▶ **TASK DESCRIPTION**
Write the next part of the text about Sayyed Imam Al-Sharif and Egyptian Islamic Jihad, starting after its final sentence.

▶ **DOCUMENT SEGMENT**
* * * * * * * * *

Sayyed Imam Al-Sharif - Egyptian Islamic Jihad

Egyptian Islamic Jihad

Following the 1981 assassination of the President of Egypt, Anwar Sadat - who had signed a peace treaty with Israel two years earlier - thousands of Egyptian Islamists were rounded up. These included Zawahiri, who was charged with smuggling weapons, but not Al-Sharif who fled the country, was tried in absentia, and convicted. Al-Sharif left Egypt for the UAE in 1982, where he worked as a doctor. He then resided in Pakistan for few weeks before leaving for Saudi Arabia, and then went back to Pakistan again, where he worked for a Kuwaiti Red Crescent hospital in Peshawar.

* * * * * * * * *

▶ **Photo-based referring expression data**
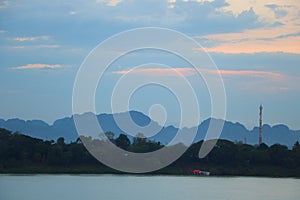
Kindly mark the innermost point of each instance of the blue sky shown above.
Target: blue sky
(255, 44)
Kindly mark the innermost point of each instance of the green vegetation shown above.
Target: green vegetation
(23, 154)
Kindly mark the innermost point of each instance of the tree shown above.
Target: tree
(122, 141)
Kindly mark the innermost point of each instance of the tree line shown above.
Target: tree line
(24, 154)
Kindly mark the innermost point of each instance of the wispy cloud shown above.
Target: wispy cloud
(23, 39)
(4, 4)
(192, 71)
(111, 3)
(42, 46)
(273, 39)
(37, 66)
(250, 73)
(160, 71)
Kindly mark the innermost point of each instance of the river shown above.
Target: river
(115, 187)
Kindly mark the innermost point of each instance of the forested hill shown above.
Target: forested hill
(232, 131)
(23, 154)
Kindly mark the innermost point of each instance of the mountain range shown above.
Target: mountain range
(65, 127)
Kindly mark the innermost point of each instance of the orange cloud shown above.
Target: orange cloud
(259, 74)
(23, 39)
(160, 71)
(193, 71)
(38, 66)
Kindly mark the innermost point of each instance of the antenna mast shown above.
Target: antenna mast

* * * * * * * * *

▶ **EXPECTED ANSWER**
In Pakistan Sharif worked with Ayman al-Zawahri to rebuild Egyptian Islamic Jihad in exile. In the mid-eighties, Sharif is thought to have become Egyptian Islamic Jihad’s emir, or chief. Al-Sharif denies this, saying that his role was merely one of offering “Sharia guidance.” Zawahiri, "whose reputation had been stained by his prison confessions", handled "tactical operations." Al-Sharif impressed other jihadis with his encyclopedic knowledge of the Koran and the Hadith. According to one source, al-Sharif stayed in the background, “Ayman was the one in front, but the real leader was Dr. Fadl.”